>>>>

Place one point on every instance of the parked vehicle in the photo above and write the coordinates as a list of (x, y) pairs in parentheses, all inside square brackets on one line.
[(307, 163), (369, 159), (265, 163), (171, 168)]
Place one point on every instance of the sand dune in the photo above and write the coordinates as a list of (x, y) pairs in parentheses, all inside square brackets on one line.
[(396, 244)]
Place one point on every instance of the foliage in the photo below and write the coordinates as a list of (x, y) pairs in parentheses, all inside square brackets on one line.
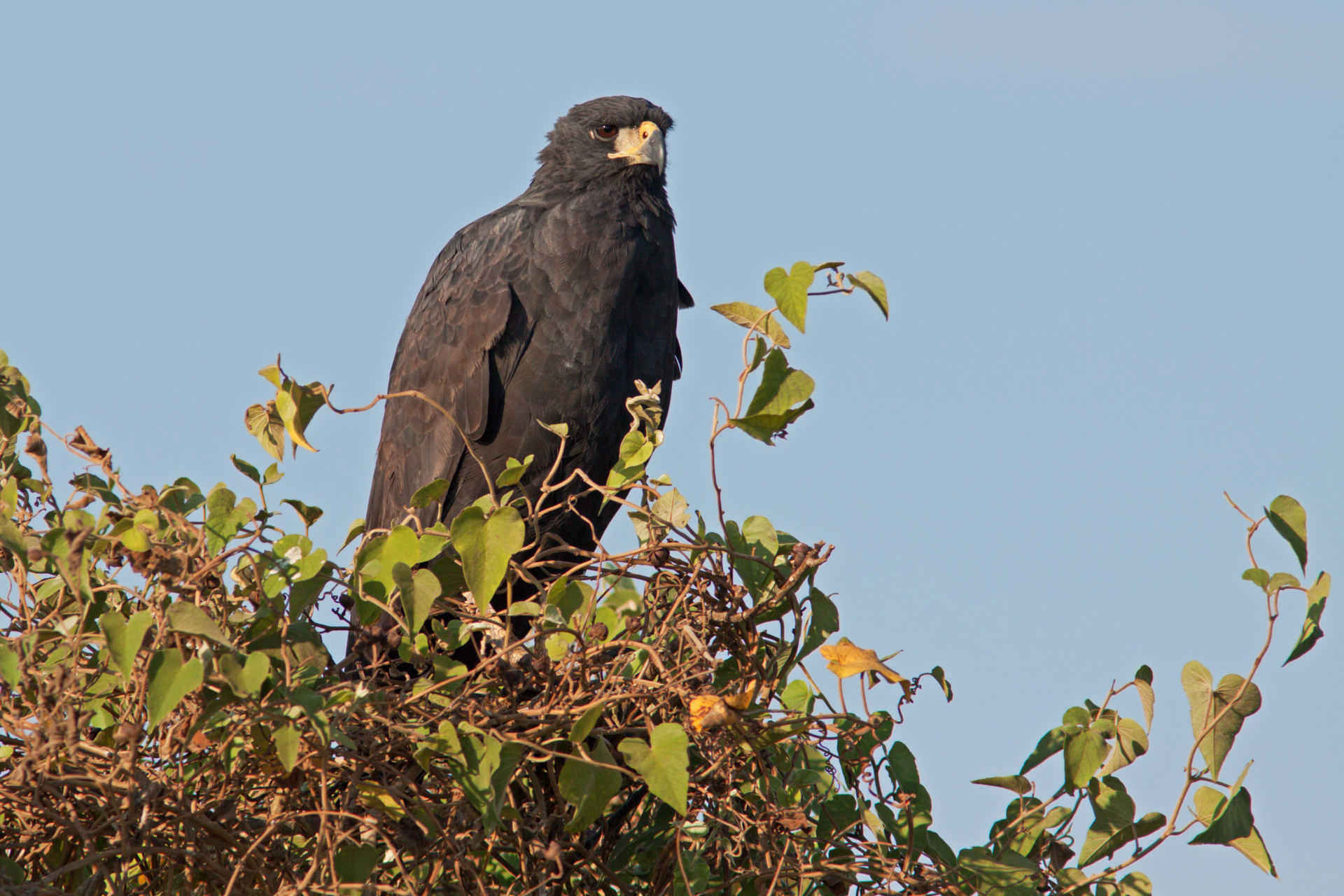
[(172, 722)]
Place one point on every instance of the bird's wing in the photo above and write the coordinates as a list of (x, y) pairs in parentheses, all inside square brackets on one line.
[(463, 311)]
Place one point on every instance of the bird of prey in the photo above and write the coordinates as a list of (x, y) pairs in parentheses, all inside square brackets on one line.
[(546, 311)]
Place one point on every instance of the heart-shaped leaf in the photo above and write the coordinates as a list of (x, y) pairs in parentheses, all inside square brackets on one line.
[(790, 290), (171, 679), (589, 788), (188, 618), (1206, 701), (124, 637), (486, 546), (663, 763), (1289, 520), (1312, 633)]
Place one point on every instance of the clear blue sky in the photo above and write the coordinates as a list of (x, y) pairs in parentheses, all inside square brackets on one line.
[(1113, 241)]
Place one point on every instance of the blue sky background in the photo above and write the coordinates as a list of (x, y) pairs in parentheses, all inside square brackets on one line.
[(1112, 235)]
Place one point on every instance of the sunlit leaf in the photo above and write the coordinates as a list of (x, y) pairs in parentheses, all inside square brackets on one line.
[(872, 284), (1312, 631), (188, 618), (790, 290), (1289, 520), (1231, 825), (486, 546), (748, 315), (1208, 701), (588, 788), (125, 637), (171, 679), (1015, 783), (663, 763)]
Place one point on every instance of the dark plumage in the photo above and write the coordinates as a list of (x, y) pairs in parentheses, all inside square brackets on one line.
[(546, 309)]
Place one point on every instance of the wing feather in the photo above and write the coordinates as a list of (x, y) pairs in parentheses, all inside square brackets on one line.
[(461, 312)]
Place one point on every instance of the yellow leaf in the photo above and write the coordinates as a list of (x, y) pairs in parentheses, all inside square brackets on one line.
[(711, 711), (847, 659), (741, 701), (378, 797)]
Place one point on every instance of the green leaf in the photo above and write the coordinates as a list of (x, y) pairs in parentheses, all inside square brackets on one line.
[(1051, 743), (1113, 821), (1224, 821), (124, 637), (588, 788), (134, 539), (1259, 577), (758, 539), (10, 665), (1282, 580), (823, 622), (772, 406), (188, 618), (1206, 703), (872, 284), (171, 679), (245, 678), (781, 386), (286, 746), (267, 426), (941, 678), (296, 406), (429, 493), (663, 763), (902, 767), (1226, 824), (1008, 875), (355, 530), (1312, 631), (1148, 699), (246, 469), (1129, 743), (746, 315), (1085, 751), (512, 472), (690, 876), (486, 771), (225, 516), (486, 547), (670, 510), (355, 864), (1015, 783), (584, 726), (377, 562), (1135, 884), (305, 512), (1289, 519), (790, 290), (420, 590)]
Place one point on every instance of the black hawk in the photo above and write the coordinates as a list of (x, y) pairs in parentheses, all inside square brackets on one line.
[(547, 309)]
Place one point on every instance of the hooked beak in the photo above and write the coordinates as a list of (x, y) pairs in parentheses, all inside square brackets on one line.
[(641, 146)]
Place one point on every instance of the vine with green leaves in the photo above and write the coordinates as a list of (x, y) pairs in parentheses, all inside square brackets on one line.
[(172, 723)]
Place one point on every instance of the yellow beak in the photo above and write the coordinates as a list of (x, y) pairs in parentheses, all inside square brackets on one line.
[(641, 146)]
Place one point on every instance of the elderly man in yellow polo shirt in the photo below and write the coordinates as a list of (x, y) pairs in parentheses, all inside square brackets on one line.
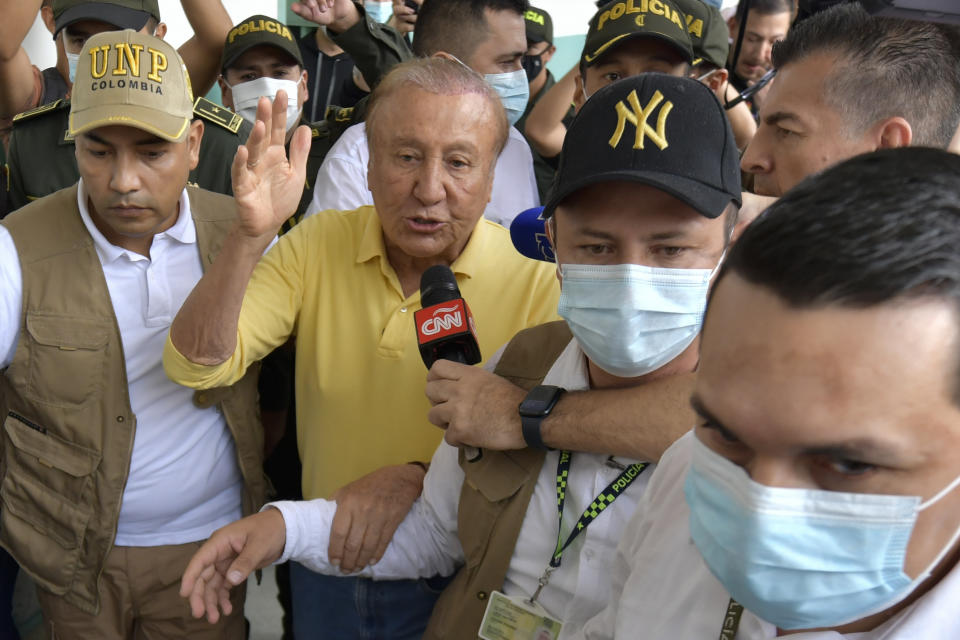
[(346, 284)]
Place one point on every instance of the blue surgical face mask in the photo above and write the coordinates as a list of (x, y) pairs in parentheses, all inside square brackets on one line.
[(802, 558), (630, 319), (514, 91), (73, 59), (379, 11)]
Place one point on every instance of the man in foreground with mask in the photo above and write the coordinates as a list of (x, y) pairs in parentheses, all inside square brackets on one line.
[(347, 285), (640, 218), (487, 36), (819, 486)]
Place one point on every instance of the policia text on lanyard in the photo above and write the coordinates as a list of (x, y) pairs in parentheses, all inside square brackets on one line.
[(601, 502), (731, 621)]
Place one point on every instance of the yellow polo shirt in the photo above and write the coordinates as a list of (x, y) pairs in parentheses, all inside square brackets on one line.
[(359, 379)]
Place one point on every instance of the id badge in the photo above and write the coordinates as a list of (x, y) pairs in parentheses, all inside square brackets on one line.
[(513, 618)]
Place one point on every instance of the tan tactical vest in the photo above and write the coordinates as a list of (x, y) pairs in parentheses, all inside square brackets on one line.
[(495, 495), (67, 423)]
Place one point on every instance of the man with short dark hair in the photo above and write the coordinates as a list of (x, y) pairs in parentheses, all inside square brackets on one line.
[(619, 44), (845, 86), (540, 50), (71, 22), (112, 472), (820, 485), (346, 283), (638, 233), (767, 22), (487, 36), (41, 155)]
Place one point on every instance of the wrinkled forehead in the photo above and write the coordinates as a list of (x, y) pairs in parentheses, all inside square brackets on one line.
[(412, 115)]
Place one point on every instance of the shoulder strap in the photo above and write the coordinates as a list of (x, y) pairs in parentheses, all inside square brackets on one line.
[(212, 112), (529, 355)]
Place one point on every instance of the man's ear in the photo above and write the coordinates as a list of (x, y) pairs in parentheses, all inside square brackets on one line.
[(193, 142), (718, 83), (226, 95), (46, 14), (578, 95), (548, 53), (893, 133), (303, 91), (549, 226)]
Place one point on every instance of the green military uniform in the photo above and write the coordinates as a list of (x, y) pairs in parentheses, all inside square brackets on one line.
[(375, 49), (543, 168), (321, 139), (4, 184), (41, 156)]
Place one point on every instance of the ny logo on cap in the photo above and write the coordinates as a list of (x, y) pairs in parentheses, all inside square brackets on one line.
[(637, 116)]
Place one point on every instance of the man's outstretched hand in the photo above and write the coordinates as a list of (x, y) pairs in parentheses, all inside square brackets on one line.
[(225, 560)]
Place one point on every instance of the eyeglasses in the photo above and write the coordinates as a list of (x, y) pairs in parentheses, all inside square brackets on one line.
[(748, 93)]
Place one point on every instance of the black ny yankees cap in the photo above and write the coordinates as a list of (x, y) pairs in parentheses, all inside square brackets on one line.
[(667, 132)]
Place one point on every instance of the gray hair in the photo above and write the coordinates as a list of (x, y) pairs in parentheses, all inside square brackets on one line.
[(440, 76)]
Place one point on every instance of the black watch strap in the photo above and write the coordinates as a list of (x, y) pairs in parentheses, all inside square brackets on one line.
[(531, 432), (535, 407)]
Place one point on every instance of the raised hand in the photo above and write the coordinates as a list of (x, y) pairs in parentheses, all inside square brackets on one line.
[(336, 14), (266, 186)]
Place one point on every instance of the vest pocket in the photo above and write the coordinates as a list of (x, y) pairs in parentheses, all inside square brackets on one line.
[(65, 358), (44, 516)]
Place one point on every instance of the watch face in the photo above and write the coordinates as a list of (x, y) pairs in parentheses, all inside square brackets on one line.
[(538, 400)]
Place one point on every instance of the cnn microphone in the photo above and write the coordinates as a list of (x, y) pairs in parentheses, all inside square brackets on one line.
[(529, 235), (445, 328)]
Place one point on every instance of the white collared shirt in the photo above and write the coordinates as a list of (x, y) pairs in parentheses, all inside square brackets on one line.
[(663, 587), (342, 179), (184, 479), (426, 542)]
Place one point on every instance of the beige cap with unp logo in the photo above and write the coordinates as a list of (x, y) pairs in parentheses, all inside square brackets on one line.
[(131, 79)]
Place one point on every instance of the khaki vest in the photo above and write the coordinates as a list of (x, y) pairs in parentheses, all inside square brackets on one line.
[(67, 423), (495, 495)]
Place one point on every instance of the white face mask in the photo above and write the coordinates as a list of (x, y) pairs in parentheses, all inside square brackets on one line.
[(246, 95), (630, 319)]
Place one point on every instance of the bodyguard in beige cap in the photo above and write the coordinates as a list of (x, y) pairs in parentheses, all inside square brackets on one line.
[(112, 475)]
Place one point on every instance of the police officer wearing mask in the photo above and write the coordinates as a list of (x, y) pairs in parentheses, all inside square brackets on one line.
[(41, 155), (540, 50), (261, 57)]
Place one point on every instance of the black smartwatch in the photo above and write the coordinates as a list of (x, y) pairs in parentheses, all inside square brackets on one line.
[(535, 407)]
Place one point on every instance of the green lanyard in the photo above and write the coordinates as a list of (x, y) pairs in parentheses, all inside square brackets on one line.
[(591, 513), (731, 620)]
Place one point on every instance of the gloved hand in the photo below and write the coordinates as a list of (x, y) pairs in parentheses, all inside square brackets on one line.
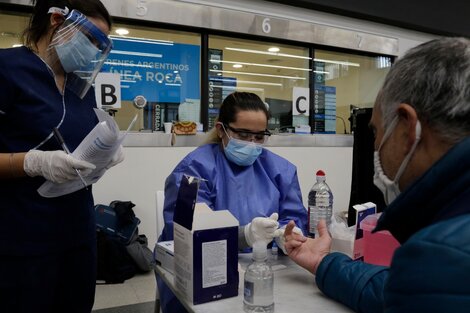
[(261, 228), (56, 166), (281, 240), (117, 158)]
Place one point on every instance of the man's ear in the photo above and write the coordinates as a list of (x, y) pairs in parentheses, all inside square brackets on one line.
[(409, 117)]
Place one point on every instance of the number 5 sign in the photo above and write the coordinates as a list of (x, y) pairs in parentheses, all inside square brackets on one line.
[(301, 101)]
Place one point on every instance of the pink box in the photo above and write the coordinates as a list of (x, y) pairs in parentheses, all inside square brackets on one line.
[(380, 246)]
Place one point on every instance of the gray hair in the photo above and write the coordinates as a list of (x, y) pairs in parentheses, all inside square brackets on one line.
[(434, 78)]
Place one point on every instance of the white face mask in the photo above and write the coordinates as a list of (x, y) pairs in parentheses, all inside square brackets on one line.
[(390, 188)]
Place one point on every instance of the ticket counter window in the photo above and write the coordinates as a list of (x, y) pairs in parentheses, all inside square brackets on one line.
[(344, 82), (275, 72), (159, 74), (11, 29)]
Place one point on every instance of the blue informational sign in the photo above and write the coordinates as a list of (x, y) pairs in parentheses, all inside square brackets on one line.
[(161, 71), (325, 109)]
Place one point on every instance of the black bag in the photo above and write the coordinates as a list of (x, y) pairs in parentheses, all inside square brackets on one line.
[(114, 264), (141, 254)]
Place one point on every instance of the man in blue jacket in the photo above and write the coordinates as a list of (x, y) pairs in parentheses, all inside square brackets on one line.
[(421, 121)]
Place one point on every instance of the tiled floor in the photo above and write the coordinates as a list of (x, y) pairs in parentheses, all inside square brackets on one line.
[(138, 290)]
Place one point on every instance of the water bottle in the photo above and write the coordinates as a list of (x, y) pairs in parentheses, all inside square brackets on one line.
[(320, 204), (259, 282)]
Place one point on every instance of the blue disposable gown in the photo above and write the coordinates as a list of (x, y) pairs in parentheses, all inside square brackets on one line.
[(269, 185)]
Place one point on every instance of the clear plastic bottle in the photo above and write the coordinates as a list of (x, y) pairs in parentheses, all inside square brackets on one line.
[(259, 282), (320, 204)]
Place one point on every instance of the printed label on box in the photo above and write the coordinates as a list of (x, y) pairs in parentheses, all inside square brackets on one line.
[(214, 263)]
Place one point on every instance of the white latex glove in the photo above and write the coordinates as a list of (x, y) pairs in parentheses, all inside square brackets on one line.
[(117, 158), (261, 228), (56, 166), (281, 240)]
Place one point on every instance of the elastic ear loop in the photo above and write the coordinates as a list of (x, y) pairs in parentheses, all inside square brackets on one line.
[(413, 147)]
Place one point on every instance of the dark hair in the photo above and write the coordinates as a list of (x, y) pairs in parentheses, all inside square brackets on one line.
[(240, 101), (39, 21)]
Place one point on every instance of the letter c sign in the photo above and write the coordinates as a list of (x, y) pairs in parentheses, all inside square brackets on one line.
[(301, 101)]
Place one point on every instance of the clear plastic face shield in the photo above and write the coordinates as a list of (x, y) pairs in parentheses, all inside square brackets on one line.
[(80, 48)]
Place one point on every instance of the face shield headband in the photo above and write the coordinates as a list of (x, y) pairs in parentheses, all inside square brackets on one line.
[(79, 48)]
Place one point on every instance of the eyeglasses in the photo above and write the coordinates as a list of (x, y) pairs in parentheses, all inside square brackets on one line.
[(247, 135)]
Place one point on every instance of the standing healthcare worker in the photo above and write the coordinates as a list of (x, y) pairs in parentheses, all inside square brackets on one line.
[(257, 186), (48, 245)]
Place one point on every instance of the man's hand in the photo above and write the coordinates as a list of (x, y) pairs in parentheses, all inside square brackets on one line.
[(307, 252)]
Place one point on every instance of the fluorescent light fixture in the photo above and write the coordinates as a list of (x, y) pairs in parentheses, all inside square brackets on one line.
[(139, 54), (257, 74), (144, 40), (266, 65), (127, 64), (268, 53), (292, 56), (239, 88), (338, 62), (248, 82), (122, 31)]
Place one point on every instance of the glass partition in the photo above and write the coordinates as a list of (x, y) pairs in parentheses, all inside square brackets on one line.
[(344, 81), (271, 70), (160, 76)]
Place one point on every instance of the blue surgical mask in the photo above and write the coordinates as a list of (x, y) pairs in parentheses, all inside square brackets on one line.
[(78, 52), (241, 152), (389, 187)]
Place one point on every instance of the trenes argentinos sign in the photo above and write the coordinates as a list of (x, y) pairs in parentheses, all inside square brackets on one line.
[(161, 71)]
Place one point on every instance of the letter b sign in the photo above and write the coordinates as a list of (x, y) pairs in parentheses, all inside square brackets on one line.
[(108, 90)]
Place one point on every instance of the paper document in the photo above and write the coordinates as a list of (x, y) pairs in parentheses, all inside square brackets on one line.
[(98, 148)]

<<<<

» TASK DETAILS:
Could you print the entries, from the first one through the line containing "520), (1312, 633)]" (inclusive), word for word, with the pictures left out?

» FINISHED TASK:
Place one point on every instance of the parked vehicle in the photo above and write the coordinates as a list of (x, y) pairs in parentheses, all inside square brackets on one line.
[(307, 163), (369, 159), (265, 163), (171, 168)]
Place one point on every instance of the sand dune in the photo above and write the coordinates as a list of (x, y) pairs in parentheses, all inside square brackets on one line.
[(396, 244)]
Place one point on every instance of the foliage in the photo below and write the coordinates as a list of (x, y) pairs in parentheses, all inside square brackets on one line.
[(172, 722)]
Place one point on every instance of the bird's wing in the photo above and write the coordinates as a list of (x, y) pairs in parentheses, all inside square brackets on one line.
[(463, 311)]
Place one point on every instance of the bird of prey in the photo above and write the coordinates as a list of (x, y) pairs in parentheses, all inside square brackets on one line.
[(546, 311)]
Place one point on every instance of the heart-shaped leaf in the photo above and write the coordinates as a list of (x, y) pairs in parentheses, all inside square brackets on one line.
[(790, 290), (171, 679), (589, 788), (188, 618), (1206, 701), (124, 637), (486, 546), (663, 763), (1289, 520), (1312, 633)]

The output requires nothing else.